[DOCUMENT PASSAGE Boundary: Start]

Monday, November 5, 2012

summer reading part two

all quotes from the book indigenizing the academy: transforming scholarship and empowering communities edited by devon abbott mihesuah & angela cavender wilson


from chapter 5: "warrior scholarship: seeing the university as a ground of contention" by taiaiake alfred

"colonialism is not an historical era, nor is it a theory or merely a political and economic relationship.  it is a total existence, a way of thinking about oneself and others always in terms of domination and submission that has come to form the very foundation of our individual and collective lives."

 "five hundred years of physical and psychological warfare have created a culture of fear among both the subdued and dominant peoples.  we have all emerged out of a shameful past, a history of racial and religious hatreds, of extreme violence, and of profound injustice.  it is impossible to even acknowledge it truthfully.  our modern culture, for both the victims and the perpetrators, consists in a denial of the past and of its moral implications.  it is an aversion to the truth about who we really are and where we come from.  more than the moneyed privilege of the newcomers, more than the chaotic disadvantage of the original peoples, this is what we have inherited from our shared past: relationships founded on hatred and violence and a culture founded on lies to assuage the guilt or shame of it all.  we are afraid of our memories, afraid of what we have become, afraid of each other, and afraid for the future.  fear is the foundation of the way we are in the world and the way we think about the future.  it has become normal, and we have grown used to it."

[DOCUMENT PASSAGE Boundary: End]

> _REQUEST 1_:
Report every line of the entries that contains the string "mask", matching case exactly.
The summer reading post and the entries are unrelated to each other.

[RECORDS TO USE Boundary: Start]

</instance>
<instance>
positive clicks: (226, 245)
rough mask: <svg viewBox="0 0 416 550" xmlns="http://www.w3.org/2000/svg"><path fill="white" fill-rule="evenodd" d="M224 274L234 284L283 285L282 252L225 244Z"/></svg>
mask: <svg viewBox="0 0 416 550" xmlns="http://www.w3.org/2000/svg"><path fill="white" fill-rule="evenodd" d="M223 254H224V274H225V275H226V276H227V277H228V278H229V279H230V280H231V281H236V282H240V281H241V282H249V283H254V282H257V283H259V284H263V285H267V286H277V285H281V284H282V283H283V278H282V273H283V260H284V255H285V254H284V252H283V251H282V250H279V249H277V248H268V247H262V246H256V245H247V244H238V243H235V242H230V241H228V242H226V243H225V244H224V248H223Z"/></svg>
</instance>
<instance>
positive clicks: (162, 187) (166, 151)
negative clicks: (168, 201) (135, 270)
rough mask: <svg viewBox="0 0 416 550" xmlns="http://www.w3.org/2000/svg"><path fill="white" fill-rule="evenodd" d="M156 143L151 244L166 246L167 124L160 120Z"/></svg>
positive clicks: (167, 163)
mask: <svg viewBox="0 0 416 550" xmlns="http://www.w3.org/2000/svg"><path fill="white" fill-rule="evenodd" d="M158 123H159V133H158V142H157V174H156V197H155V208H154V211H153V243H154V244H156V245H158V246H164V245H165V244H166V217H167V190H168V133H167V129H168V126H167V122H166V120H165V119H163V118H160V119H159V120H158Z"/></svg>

[RECORDS TO USE Boundary: End]

> _REQUEST 2_:
According to the summer reading post, what has created a culture of fear among both the subdued and dominant peoples?

> _RESPONSE BOX 1_:
rough mask: <svg viewBox="0 0 416 550" xmlns="http://www.w3.org/2000/svg"><path fill="white" fill-rule="evenodd" d="M224 274L234 284L283 285L282 252L225 244Z"/></svg>
mask: <svg viewBox="0 0 416 550" xmlns="http://www.w3.org/2000/svg"><path fill="white" fill-rule="evenodd" d="M223 254H224V274H225V275H226V276H227V277H228V278H229V279H230V280H231V281H236V282H240V281H241V282H249V283H254V282H257V283H259V284H263V285H267V286H277V285H281V284H282V283H283V278H282V273H283V260H284V255H285V254H284V252H283V251H282V250H279V249H277V248H268V247H262V246H256V245H247V244H238V243H235V242H230V241H228V242H226V243H225V244H224V248H223Z"/></svg>
rough mask: <svg viewBox="0 0 416 550" xmlns="http://www.w3.org/2000/svg"><path fill="white" fill-rule="evenodd" d="M156 143L151 244L166 246L167 124L160 120Z"/></svg>
mask: <svg viewBox="0 0 416 550" xmlns="http://www.w3.org/2000/svg"><path fill="white" fill-rule="evenodd" d="M158 123H159V133H158V142H157V174H156V197H155V208H154V211H153V243H154V244H156V245H158V246H164V245H165V244H166V217H167V190H168V133H167V129H168V126H167V122H166V120H165V119H163V118H160V119H159V120H158Z"/></svg>

> _RESPONSE BOX 2_:
Five hundred years of physical and psychological warfare created that culture of fear.